BEGIN Material for this exercise
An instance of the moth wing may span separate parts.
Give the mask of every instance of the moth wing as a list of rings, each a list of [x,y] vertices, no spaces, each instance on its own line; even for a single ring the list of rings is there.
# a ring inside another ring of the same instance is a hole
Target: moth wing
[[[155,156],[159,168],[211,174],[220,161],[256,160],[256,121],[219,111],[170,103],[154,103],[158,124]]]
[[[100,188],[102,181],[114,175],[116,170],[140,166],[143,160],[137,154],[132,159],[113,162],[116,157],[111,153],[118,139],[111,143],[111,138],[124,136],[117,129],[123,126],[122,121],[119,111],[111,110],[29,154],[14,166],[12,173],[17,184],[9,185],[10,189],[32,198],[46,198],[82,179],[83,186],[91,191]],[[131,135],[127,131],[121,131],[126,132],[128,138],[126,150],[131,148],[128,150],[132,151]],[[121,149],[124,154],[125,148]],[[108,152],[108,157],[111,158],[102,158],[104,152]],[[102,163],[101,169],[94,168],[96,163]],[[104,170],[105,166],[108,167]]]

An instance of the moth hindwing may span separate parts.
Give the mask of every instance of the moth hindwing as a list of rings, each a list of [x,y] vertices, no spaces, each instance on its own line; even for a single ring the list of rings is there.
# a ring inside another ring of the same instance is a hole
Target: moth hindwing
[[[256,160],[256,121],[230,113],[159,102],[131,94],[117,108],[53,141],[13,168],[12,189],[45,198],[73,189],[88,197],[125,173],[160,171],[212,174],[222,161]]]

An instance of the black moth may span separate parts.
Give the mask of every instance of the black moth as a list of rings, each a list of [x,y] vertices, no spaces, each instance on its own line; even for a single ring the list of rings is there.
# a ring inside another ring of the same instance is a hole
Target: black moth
END Material for this exercise
• _Problem to solve_
Give the records above again, word for word.

• _Answer to the exercise_
An instance of the moth wing may span separate parts.
Give the mask of every instance of the moth wing as a list of rings, each a list of [x,y] vertices, no spaces, each instance on its own line; even for a single ring the list of rings is there.
# a ring inside another ring of the same instance is a hole
Target: moth wing
[[[155,156],[159,168],[211,174],[220,161],[256,160],[256,121],[219,111],[170,103],[154,103],[158,124]]]
[[[100,188],[102,181],[114,175],[116,170],[140,166],[143,160],[137,154],[132,159],[113,162],[116,157],[111,153],[118,139],[111,143],[111,138],[124,136],[117,129],[123,126],[122,121],[119,111],[111,110],[29,154],[14,166],[12,173],[17,184],[9,185],[10,189],[32,198],[46,198],[82,179],[83,186],[91,191]],[[131,135],[127,131],[121,131],[126,132],[128,138],[126,150],[131,148],[128,150],[132,151]],[[121,149],[124,154],[125,148]],[[108,152],[108,157],[111,158],[102,158],[104,152]],[[102,163],[101,169],[94,168],[96,163]],[[104,170],[105,166],[108,167]]]

An instance of the moth hindwing may span separate parts.
Give the mask of every instance of the moth hindwing as a list of rings, each a list of [x,y] vertices, no spaces, each instance on its own line; even for a single ring the list of rings is there.
# a ring inside another ring of the same instance is a hole
Target: moth hindwing
[[[256,160],[256,121],[230,113],[159,102],[131,94],[117,108],[53,141],[13,168],[12,189],[45,198],[73,189],[88,197],[125,173],[160,171],[212,174],[222,161]]]

An instance of the black moth may span separate parts.
Give the mask of every instance of the black moth as a list of rings, each a list of [x,y] vertices, no spaces, each instance on its own line; even for a single ring the list of rings is there.
# a ring inside another ring of the same instance is a hole
Target: black moth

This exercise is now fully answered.